WHAT YOU WILL DO –
Type out every line of the data again, exactly.

╭─ RECORDS SHOWN

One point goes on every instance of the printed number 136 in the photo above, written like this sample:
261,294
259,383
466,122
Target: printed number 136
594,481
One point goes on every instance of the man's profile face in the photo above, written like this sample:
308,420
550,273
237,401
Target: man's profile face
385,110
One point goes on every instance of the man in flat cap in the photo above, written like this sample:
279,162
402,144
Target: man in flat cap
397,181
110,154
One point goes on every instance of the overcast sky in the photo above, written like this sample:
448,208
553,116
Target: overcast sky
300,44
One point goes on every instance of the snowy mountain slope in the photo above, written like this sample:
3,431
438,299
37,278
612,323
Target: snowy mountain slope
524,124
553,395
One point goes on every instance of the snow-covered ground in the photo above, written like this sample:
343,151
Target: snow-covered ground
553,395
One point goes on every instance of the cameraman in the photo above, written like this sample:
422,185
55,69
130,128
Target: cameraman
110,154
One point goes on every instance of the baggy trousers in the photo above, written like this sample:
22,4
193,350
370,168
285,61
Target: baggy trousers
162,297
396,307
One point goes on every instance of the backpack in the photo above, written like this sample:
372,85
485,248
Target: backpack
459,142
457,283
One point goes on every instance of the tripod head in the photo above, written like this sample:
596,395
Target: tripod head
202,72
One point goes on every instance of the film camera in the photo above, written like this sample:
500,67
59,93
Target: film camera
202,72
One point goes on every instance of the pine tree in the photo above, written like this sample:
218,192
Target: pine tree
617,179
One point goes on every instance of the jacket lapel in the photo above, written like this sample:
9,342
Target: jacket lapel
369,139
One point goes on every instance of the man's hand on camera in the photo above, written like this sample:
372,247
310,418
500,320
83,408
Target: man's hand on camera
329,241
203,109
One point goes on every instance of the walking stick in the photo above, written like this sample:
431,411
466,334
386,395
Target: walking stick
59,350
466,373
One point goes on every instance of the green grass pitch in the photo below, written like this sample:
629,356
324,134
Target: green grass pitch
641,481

╰─

RESPONSE FOR THIS EXERCISE –
One point goes on every instance of the printed number 136 in the photo above, written like this sample:
261,294
259,383
466,122
Target: printed number 136
594,481
One point goes on every instance of the man's profile face in the photo above, written like this sample:
308,420
550,273
237,401
Target: man's profile face
385,110
One point goes on every instance of the man in flat cap in the photo above, written like this sample:
279,162
402,144
Target: man in flat cap
397,181
110,154
One point goes on every instance of the overcast sky in the photo above, written like this sample:
448,208
553,116
Target: overcast sky
300,44
One point goes on every instance of the snowy mountain slope in the photo above, written like this sample:
3,431
438,299
37,278
612,323
Target: snowy mountain slope
524,124
553,395
One point goes on every instance of the snow-covered ground in the photo above, written like this sample:
343,151
Target: snow-covered ground
553,395
One point goes on every instance of the cameraman in the photo above, written like this sample:
422,185
55,69
130,128
Target: cameraman
110,154
One point goes on every instance of the baggy trousers in the photo above, written like this sample:
22,4
193,350
370,168
285,61
Target: baggy trousers
162,297
396,307
One point goes on every instance of the backpack in the photo above, written like this sample:
372,85
485,248
Target: backpack
459,142
457,283
One point goes on every instance of the tripod head in the photo above, written like this sample:
596,395
Target: tripod head
202,72
One point goes on every instance of the film camera in the photo above, written like this sample:
500,67
59,93
Target: film camera
202,72
One point goes on every instance of the pine tree in the photo above, written like this sample:
218,192
Target: pine tree
617,179
One point goes on every instance of the jacket lapel in the photo above, written like this sample:
9,342
Target: jacket lapel
369,139
One point goes on every instance of the man's hand on camera in the photo above, written like this sample:
372,247
310,418
500,320
83,408
Target: man's hand on camera
329,241
203,109
One point goes on every instance of the walking stick in the photo above, written like this sample:
431,411
466,334
386,395
Target: walking stick
59,350
466,373
One point goes on every instance of the green grass pitch in the photo below, written like this sample:
629,356
324,134
Target: green grass pitch
641,481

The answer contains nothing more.